- RECORDS PROVIDED

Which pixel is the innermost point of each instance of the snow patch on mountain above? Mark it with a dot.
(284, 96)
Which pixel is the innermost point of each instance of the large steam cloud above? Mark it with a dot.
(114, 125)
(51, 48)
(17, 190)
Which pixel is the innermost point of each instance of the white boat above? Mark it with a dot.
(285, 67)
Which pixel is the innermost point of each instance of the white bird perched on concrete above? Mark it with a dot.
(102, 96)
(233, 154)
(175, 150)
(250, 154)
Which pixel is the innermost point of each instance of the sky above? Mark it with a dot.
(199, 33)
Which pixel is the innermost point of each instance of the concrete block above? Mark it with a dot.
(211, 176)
* * *
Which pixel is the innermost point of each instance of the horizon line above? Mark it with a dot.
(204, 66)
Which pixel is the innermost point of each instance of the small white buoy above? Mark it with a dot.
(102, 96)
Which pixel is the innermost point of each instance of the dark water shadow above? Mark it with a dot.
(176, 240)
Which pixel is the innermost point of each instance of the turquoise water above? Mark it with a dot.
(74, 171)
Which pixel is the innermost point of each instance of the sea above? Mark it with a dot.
--
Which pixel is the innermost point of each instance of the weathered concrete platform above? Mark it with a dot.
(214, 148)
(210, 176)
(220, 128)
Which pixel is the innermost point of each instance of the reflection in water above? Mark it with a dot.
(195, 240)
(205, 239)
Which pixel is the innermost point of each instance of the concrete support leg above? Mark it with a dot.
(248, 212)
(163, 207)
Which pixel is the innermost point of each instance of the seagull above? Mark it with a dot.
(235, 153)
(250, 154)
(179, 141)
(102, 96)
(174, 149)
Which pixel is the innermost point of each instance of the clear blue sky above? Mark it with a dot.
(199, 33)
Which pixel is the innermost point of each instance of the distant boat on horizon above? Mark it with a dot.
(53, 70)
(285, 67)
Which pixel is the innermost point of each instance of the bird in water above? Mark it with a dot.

- TASK BRIEF
In the listing above, find the line containing "platform above? Mark it with a dot." and the line containing "of the bird", then quote both, plus every line between them, exactly as written.

- OUTPUT OF THE TASK
Which pixel is the innermost point of each instance of the weathered concrete platform above? Mark it with a dot.
(214, 148)
(210, 176)
(220, 128)
Which pixel is the innermost point of each instance of the reflection in water above? Mark it with a dot.
(195, 240)
(205, 239)
Which pixel is the innermost point of each instance of the concrete support leg above? Mark it with a dot.
(248, 212)
(163, 207)
Which pixel is the innermost point of each instance of the seagull above? Mark it with a dot.
(235, 153)
(250, 154)
(179, 141)
(102, 96)
(174, 149)
Which pixel is the innermost point of each instance of the clear blue sky above? Mark it with a dot.
(199, 33)
Which pixel is the innermost point of each instance of the distant boat on horizon above? Mark it with a dot.
(53, 70)
(285, 67)
Which pixel is the innermost point of each instance of the bird in water above? Mark it with a dot.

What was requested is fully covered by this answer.